GIVEN DATA:
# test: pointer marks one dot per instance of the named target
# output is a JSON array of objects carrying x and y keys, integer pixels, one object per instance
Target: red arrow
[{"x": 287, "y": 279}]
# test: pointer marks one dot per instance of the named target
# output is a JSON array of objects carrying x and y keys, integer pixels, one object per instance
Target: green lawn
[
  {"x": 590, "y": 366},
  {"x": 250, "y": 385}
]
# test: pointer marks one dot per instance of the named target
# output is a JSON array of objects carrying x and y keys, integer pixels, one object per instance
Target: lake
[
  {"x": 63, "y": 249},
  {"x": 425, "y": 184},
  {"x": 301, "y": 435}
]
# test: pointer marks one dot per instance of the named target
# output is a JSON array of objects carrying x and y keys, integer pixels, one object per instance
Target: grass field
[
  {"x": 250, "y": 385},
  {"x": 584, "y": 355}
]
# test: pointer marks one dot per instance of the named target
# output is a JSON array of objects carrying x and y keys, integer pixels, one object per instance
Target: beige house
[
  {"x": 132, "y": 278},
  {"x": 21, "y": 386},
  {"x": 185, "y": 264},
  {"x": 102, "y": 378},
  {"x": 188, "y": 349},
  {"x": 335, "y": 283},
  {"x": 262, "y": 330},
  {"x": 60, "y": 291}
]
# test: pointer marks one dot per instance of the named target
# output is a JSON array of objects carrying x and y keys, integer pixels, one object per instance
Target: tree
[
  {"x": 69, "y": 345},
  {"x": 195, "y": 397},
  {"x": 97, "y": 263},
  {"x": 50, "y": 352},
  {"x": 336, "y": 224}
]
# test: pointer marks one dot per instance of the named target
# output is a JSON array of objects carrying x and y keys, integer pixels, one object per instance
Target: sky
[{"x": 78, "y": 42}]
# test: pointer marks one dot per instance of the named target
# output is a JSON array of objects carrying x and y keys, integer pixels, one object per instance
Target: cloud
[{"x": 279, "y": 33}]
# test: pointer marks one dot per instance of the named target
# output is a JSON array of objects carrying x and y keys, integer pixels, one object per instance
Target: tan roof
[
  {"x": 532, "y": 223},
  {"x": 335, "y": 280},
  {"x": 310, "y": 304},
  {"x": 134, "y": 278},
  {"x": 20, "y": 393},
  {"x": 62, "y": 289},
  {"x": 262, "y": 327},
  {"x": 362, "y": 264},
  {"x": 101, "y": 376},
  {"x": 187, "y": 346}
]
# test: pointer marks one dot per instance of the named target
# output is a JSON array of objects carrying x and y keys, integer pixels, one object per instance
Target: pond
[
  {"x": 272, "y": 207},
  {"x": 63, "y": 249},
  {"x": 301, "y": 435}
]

PROBLEM TO WORK ON:
All of the records above are to be printed again exactly as they appear.

RESULT BELOW:
# test: pointer marks one dot per instance of the named target
# output is a JSON array of objects carrying x and y keys, integer pixels, one object per instance
Target: red arrow
[{"x": 287, "y": 279}]
# test: pointer marks one dot per instance of the named target
# output is a JSON array of objects carrying x and y keys, integer pixels, one object per instance
Target: green lawn
[
  {"x": 590, "y": 366},
  {"x": 250, "y": 385}
]
# test: pointer marks one dot per instance of the named target
# output is a JSON array of objects carrying x and y keys, integer pixels, one object per instance
Target: lake
[
  {"x": 63, "y": 249},
  {"x": 425, "y": 184},
  {"x": 301, "y": 435}
]
# test: pointer marks one dot per instance of the named target
# output is a JSON array of objects carrying x and y keys, integer pixels, one object per instance
Target: grass field
[
  {"x": 250, "y": 385},
  {"x": 584, "y": 355}
]
# test: pointer marks one dot per instance of the named target
# output is a JSON array of objects carrying x and y keys, integer pixels, one object per instance
Target: beige house
[
  {"x": 132, "y": 278},
  {"x": 21, "y": 386},
  {"x": 185, "y": 264},
  {"x": 102, "y": 378},
  {"x": 188, "y": 349},
  {"x": 335, "y": 283},
  {"x": 262, "y": 330},
  {"x": 60, "y": 291}
]
# test: pointer marks one dot per instance of the named target
# output is a JSON array of objects carrying x and y keys, integer pixels, one object per instance
Target: tree
[
  {"x": 69, "y": 345},
  {"x": 195, "y": 397},
  {"x": 97, "y": 263},
  {"x": 50, "y": 352},
  {"x": 336, "y": 224}
]
# test: pointer marks one dot per instance of the named target
# output is a JSON array of objects carrying x and y keys, integer pixels, one object per instance
Target: sky
[{"x": 78, "y": 42}]
# test: pointer marks one dot per instance of the named target
# output is a JSON array of objects carrying x and y keys, integer pixels, one object per instance
Target: cloud
[{"x": 279, "y": 33}]
# test: pointer marks one dot per instance of the named target
# output is a JSON array of objects carrying x and y keys, integer pixels, one object per instance
Target: tan roof
[
  {"x": 532, "y": 223},
  {"x": 335, "y": 280},
  {"x": 310, "y": 304},
  {"x": 134, "y": 278},
  {"x": 20, "y": 393},
  {"x": 62, "y": 289},
  {"x": 262, "y": 327},
  {"x": 362, "y": 264},
  {"x": 101, "y": 376},
  {"x": 187, "y": 346}
]
# test: pointer marks one dot per instance of the named target
# output is a JSON array of objects carrying x and y keys, integer pixels, one object per instance
Target: pond
[
  {"x": 272, "y": 207},
  {"x": 63, "y": 249},
  {"x": 301, "y": 435}
]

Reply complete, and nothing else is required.